Problem statement: List the lines below as a numbered list, skipping blank lines, for the stretch from the line containing "Study the photograph above. For every instance of the wooden" through the last line.

[Photo object pointing lines]
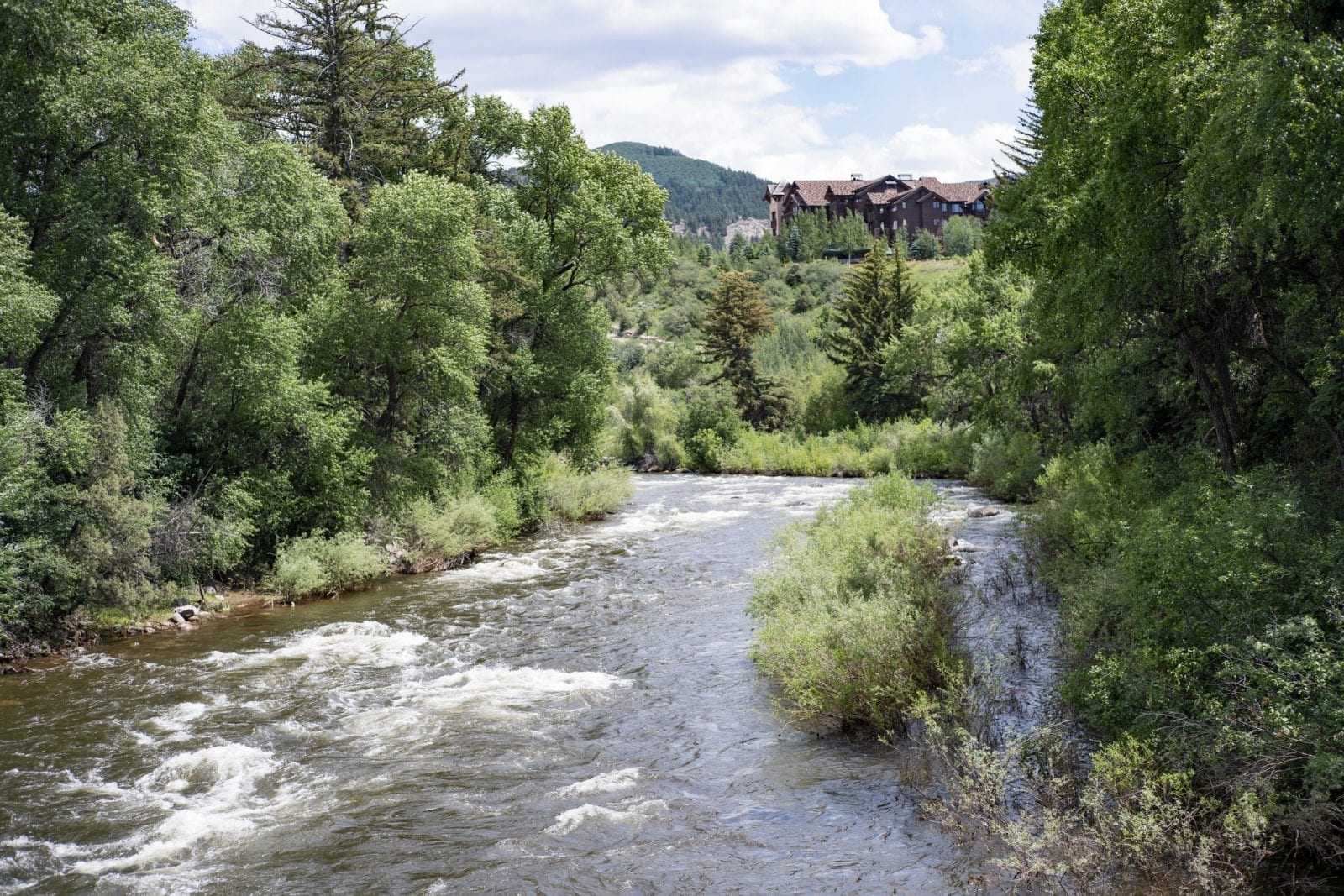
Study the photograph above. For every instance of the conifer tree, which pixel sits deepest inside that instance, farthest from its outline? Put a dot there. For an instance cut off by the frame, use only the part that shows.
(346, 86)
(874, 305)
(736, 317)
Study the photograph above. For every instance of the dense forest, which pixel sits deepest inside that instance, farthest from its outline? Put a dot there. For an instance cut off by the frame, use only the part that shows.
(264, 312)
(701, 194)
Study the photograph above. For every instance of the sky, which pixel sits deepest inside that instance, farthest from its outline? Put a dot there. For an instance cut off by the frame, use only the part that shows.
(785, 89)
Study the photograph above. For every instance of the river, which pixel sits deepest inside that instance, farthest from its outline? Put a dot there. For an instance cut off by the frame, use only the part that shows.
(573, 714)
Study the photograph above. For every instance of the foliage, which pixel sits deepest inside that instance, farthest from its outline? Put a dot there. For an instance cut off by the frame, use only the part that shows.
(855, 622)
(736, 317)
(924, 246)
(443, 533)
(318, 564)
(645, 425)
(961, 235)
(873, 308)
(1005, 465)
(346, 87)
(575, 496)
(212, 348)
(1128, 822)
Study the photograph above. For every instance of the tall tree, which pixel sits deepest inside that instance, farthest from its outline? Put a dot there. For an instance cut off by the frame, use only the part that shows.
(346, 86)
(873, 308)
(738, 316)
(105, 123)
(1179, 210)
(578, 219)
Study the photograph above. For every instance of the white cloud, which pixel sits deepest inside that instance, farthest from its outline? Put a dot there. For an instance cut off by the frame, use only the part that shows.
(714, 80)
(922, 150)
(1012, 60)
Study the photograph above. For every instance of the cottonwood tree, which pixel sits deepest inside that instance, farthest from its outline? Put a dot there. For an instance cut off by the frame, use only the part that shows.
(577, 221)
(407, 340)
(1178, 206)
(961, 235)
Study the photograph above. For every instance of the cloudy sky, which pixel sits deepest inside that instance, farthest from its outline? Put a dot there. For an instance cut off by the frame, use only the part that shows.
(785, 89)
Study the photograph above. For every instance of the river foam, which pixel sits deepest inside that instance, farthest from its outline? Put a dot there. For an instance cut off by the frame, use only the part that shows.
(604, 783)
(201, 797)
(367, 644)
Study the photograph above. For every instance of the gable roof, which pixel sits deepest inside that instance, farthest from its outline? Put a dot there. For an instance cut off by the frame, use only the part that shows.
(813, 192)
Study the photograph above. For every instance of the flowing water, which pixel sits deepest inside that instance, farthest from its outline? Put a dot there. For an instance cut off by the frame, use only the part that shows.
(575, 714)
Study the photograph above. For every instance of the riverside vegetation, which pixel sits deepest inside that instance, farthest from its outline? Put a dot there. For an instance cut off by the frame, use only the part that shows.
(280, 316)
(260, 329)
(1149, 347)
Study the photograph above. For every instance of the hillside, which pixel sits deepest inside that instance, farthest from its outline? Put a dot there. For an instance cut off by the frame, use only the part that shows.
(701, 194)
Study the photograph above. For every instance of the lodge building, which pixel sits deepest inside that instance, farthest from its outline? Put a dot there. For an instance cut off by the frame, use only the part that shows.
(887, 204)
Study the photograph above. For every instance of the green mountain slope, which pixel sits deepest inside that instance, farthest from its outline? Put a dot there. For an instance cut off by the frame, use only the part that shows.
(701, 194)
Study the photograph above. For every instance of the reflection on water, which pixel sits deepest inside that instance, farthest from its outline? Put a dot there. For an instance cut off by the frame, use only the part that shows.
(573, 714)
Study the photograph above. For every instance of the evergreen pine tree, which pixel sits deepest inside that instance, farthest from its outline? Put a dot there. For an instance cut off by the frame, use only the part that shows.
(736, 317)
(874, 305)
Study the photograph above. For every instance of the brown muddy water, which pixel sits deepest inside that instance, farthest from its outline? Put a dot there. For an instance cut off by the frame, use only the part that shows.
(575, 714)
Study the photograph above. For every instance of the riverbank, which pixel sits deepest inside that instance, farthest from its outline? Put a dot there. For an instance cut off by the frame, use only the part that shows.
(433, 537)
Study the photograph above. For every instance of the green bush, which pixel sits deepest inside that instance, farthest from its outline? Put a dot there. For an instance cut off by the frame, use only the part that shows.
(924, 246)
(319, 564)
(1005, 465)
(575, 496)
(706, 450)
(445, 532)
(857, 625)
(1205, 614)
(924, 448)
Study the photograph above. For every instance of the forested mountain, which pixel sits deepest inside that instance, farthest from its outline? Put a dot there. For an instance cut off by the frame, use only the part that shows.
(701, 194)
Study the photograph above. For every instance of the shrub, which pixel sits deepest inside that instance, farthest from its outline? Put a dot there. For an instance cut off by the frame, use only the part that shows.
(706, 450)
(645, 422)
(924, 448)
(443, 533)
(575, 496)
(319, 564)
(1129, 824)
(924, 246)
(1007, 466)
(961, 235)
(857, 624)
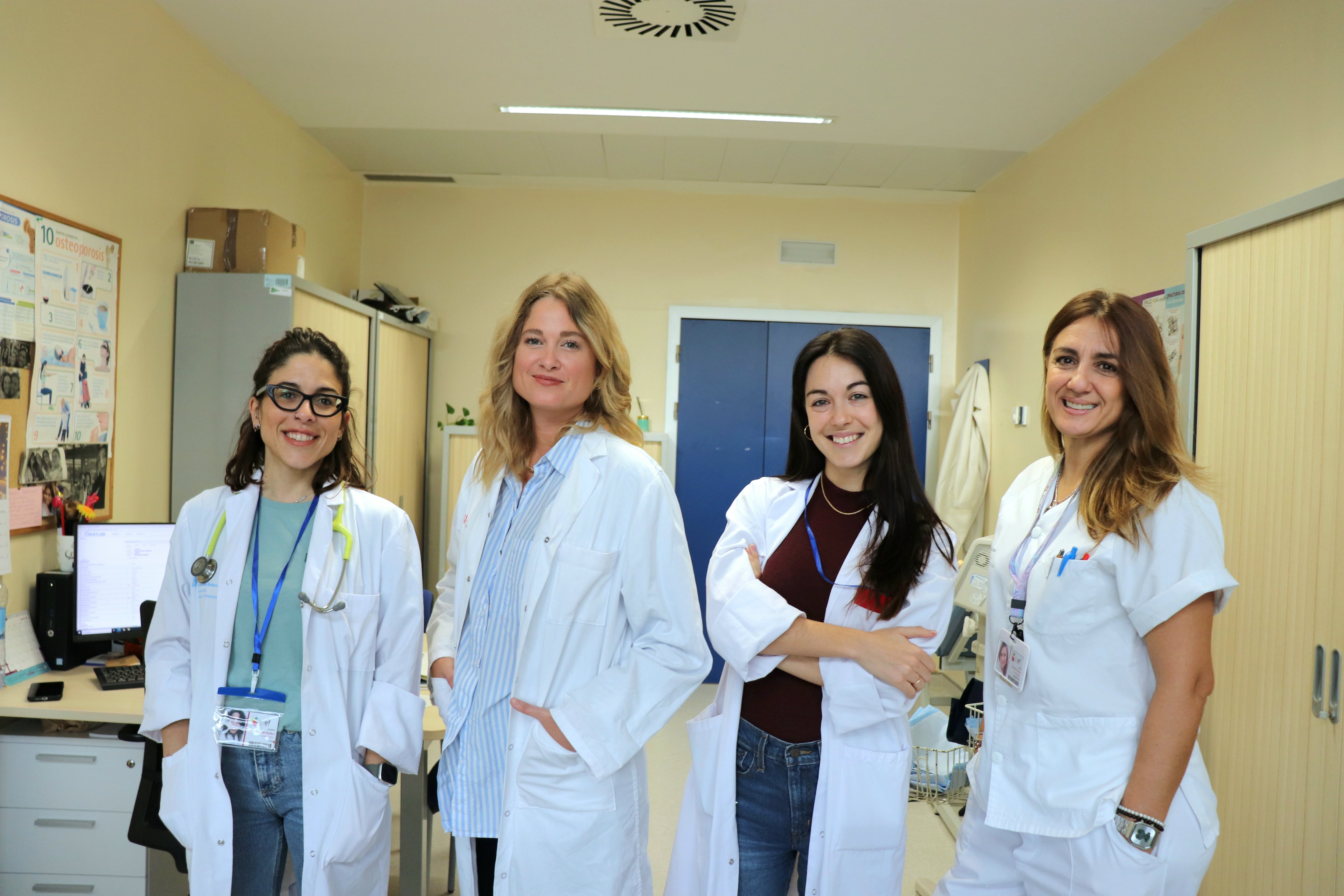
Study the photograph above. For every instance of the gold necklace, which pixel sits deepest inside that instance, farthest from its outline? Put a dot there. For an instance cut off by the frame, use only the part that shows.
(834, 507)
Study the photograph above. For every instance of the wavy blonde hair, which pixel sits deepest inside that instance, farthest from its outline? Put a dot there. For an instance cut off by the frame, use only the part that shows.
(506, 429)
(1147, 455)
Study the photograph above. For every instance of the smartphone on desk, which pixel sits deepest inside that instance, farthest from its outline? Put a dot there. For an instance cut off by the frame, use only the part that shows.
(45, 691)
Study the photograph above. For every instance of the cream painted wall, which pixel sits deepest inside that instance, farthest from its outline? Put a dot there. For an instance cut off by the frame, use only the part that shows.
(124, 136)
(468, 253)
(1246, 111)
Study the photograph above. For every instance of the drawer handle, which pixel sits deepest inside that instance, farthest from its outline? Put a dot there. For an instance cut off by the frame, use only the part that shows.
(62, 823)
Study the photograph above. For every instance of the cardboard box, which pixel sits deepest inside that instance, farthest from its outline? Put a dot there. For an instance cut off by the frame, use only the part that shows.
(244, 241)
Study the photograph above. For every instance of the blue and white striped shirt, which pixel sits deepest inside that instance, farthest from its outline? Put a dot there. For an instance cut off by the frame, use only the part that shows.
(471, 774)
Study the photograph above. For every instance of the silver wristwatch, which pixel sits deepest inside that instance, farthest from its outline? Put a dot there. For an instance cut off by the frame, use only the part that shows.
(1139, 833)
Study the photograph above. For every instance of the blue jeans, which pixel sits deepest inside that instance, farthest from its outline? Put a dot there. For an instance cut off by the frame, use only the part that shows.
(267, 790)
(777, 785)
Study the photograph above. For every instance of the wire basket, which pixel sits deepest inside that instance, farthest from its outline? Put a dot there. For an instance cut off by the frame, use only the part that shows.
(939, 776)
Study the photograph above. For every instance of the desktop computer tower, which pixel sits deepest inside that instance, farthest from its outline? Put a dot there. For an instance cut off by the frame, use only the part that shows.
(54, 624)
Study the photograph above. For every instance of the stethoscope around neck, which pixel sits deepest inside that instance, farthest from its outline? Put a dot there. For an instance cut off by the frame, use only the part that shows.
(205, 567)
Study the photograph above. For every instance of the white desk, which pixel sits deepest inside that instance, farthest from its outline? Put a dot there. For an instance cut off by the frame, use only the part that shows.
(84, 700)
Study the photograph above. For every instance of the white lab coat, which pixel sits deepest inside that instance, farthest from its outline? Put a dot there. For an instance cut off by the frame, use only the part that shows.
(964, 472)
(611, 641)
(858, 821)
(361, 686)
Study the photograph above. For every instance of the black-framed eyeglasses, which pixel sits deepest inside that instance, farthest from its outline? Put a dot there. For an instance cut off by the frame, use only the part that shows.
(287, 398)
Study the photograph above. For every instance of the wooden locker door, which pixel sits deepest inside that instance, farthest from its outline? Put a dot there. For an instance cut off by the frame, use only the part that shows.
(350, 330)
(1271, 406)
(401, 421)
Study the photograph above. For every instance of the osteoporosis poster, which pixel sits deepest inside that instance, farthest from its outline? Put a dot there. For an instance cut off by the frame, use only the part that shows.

Written answer:
1. Study the photograph above. For every instance of the wooden locker door, which pixel sits deepest inside that instance, farthest from its outline? Put a dot there. For an instance cut off by the frame, use only the part that shows.
2. (350, 330)
3. (1271, 406)
4. (401, 421)
5. Study the photograph above. For every instance of the osteoporosis poster, which pixel sits deepest inside that instance, farthest from its outline? Put a dot there. For an instance cut off by the frame, use only the part that shows.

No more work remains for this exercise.